__PROBLEM REQUIREMENTS__.
From the listing below, pull out every line that contains the word "lounge", matching its case exactly.
* * * * * * *
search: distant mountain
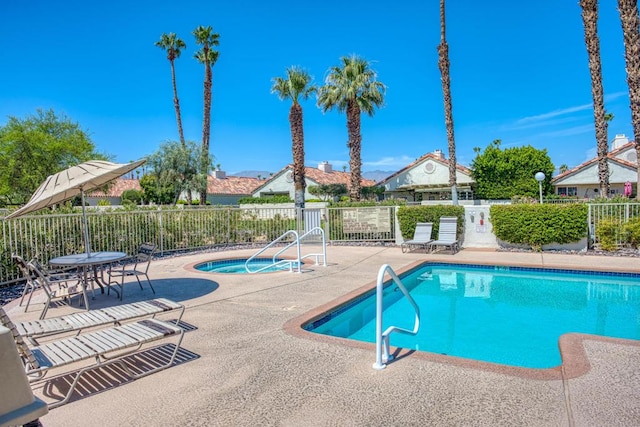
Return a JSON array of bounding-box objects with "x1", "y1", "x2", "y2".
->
[
  {"x1": 362, "y1": 170, "x2": 396, "y2": 182},
  {"x1": 229, "y1": 171, "x2": 271, "y2": 179}
]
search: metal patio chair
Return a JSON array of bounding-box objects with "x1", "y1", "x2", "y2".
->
[{"x1": 107, "y1": 243, "x2": 156, "y2": 300}]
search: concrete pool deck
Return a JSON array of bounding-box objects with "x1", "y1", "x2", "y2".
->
[{"x1": 5, "y1": 246, "x2": 640, "y2": 427}]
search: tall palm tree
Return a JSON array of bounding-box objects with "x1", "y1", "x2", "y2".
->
[
  {"x1": 193, "y1": 25, "x2": 220, "y2": 205},
  {"x1": 438, "y1": 0, "x2": 458, "y2": 205},
  {"x1": 155, "y1": 33, "x2": 187, "y2": 147},
  {"x1": 271, "y1": 67, "x2": 317, "y2": 208},
  {"x1": 618, "y1": 0, "x2": 640, "y2": 200},
  {"x1": 580, "y1": 0, "x2": 609, "y2": 197},
  {"x1": 318, "y1": 55, "x2": 387, "y2": 201}
]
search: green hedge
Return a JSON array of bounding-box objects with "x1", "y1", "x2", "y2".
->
[
  {"x1": 238, "y1": 195, "x2": 293, "y2": 205},
  {"x1": 489, "y1": 203, "x2": 588, "y2": 250},
  {"x1": 398, "y1": 205, "x2": 464, "y2": 240}
]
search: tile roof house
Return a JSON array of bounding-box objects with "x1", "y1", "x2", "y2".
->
[
  {"x1": 253, "y1": 162, "x2": 376, "y2": 200},
  {"x1": 207, "y1": 171, "x2": 264, "y2": 205},
  {"x1": 86, "y1": 177, "x2": 142, "y2": 206},
  {"x1": 551, "y1": 134, "x2": 638, "y2": 198},
  {"x1": 378, "y1": 150, "x2": 474, "y2": 202}
]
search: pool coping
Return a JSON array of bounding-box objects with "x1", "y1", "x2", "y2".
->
[
  {"x1": 182, "y1": 256, "x2": 306, "y2": 275},
  {"x1": 283, "y1": 260, "x2": 640, "y2": 380}
]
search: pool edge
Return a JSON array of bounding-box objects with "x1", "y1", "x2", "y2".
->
[{"x1": 283, "y1": 260, "x2": 640, "y2": 380}]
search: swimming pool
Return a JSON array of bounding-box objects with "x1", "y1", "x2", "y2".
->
[
  {"x1": 303, "y1": 263, "x2": 640, "y2": 368},
  {"x1": 193, "y1": 258, "x2": 297, "y2": 274}
]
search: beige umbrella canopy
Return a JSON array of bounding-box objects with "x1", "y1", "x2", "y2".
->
[{"x1": 5, "y1": 159, "x2": 146, "y2": 254}]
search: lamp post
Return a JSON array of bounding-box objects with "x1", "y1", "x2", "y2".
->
[{"x1": 536, "y1": 172, "x2": 545, "y2": 204}]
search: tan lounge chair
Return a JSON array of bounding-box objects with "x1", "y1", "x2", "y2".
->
[
  {"x1": 400, "y1": 222, "x2": 433, "y2": 253},
  {"x1": 16, "y1": 298, "x2": 185, "y2": 345},
  {"x1": 0, "y1": 307, "x2": 184, "y2": 408}
]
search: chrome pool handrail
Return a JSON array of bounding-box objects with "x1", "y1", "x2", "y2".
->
[{"x1": 373, "y1": 264, "x2": 420, "y2": 369}]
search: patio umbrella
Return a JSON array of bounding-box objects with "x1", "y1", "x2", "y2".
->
[{"x1": 5, "y1": 159, "x2": 146, "y2": 256}]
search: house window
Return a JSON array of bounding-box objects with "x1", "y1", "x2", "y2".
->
[{"x1": 558, "y1": 187, "x2": 578, "y2": 196}]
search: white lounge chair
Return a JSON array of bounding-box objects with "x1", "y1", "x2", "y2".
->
[
  {"x1": 400, "y1": 222, "x2": 433, "y2": 253},
  {"x1": 0, "y1": 307, "x2": 184, "y2": 408},
  {"x1": 16, "y1": 298, "x2": 185, "y2": 345},
  {"x1": 429, "y1": 216, "x2": 460, "y2": 254}
]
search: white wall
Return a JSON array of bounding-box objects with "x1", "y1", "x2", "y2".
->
[{"x1": 385, "y1": 158, "x2": 473, "y2": 191}]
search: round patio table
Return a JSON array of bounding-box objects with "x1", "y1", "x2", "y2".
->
[{"x1": 49, "y1": 252, "x2": 127, "y2": 310}]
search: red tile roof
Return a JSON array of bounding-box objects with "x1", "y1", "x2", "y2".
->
[
  {"x1": 380, "y1": 153, "x2": 471, "y2": 182},
  {"x1": 207, "y1": 175, "x2": 264, "y2": 196},
  {"x1": 551, "y1": 141, "x2": 637, "y2": 183},
  {"x1": 254, "y1": 164, "x2": 376, "y2": 192},
  {"x1": 302, "y1": 165, "x2": 376, "y2": 187},
  {"x1": 88, "y1": 178, "x2": 142, "y2": 197}
]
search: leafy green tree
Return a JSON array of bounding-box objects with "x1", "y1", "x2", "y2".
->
[
  {"x1": 471, "y1": 139, "x2": 555, "y2": 199},
  {"x1": 0, "y1": 109, "x2": 108, "y2": 205},
  {"x1": 155, "y1": 33, "x2": 187, "y2": 145},
  {"x1": 140, "y1": 173, "x2": 176, "y2": 205},
  {"x1": 140, "y1": 141, "x2": 213, "y2": 204},
  {"x1": 309, "y1": 184, "x2": 348, "y2": 201},
  {"x1": 122, "y1": 189, "x2": 144, "y2": 205},
  {"x1": 362, "y1": 185, "x2": 384, "y2": 200},
  {"x1": 318, "y1": 55, "x2": 386, "y2": 201},
  {"x1": 271, "y1": 67, "x2": 317, "y2": 208},
  {"x1": 193, "y1": 25, "x2": 220, "y2": 205}
]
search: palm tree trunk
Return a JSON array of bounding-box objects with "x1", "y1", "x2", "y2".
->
[
  {"x1": 171, "y1": 60, "x2": 193, "y2": 205},
  {"x1": 618, "y1": 0, "x2": 640, "y2": 200},
  {"x1": 580, "y1": 0, "x2": 609, "y2": 197},
  {"x1": 289, "y1": 103, "x2": 306, "y2": 208},
  {"x1": 347, "y1": 101, "x2": 362, "y2": 202},
  {"x1": 171, "y1": 61, "x2": 186, "y2": 147},
  {"x1": 438, "y1": 0, "x2": 458, "y2": 205},
  {"x1": 200, "y1": 62, "x2": 212, "y2": 205}
]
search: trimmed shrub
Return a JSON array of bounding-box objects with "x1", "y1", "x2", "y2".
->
[
  {"x1": 489, "y1": 203, "x2": 588, "y2": 250},
  {"x1": 623, "y1": 218, "x2": 640, "y2": 249},
  {"x1": 238, "y1": 195, "x2": 293, "y2": 205}
]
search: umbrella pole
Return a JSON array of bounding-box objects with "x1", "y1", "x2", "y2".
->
[{"x1": 80, "y1": 189, "x2": 91, "y2": 257}]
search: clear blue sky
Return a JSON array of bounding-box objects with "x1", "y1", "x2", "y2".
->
[{"x1": 0, "y1": 0, "x2": 633, "y2": 173}]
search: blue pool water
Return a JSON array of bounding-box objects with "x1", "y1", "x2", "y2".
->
[
  {"x1": 304, "y1": 263, "x2": 640, "y2": 368},
  {"x1": 194, "y1": 258, "x2": 297, "y2": 274}
]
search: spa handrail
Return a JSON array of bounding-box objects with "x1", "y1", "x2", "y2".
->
[
  {"x1": 373, "y1": 264, "x2": 420, "y2": 369},
  {"x1": 244, "y1": 230, "x2": 302, "y2": 273}
]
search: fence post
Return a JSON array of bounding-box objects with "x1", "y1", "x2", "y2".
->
[
  {"x1": 158, "y1": 206, "x2": 164, "y2": 256},
  {"x1": 587, "y1": 203, "x2": 596, "y2": 249}
]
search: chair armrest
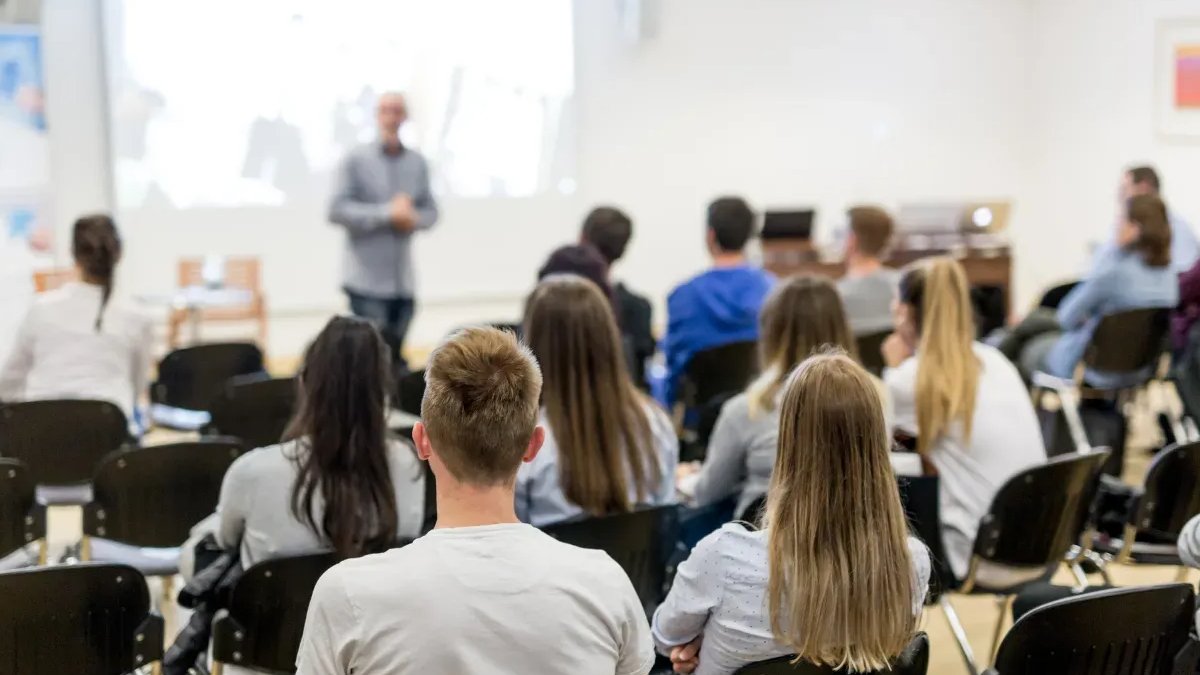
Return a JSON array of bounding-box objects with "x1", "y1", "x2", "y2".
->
* * * * * * *
__FINAL ANSWER__.
search: tan lounge chair
search: white lounge chair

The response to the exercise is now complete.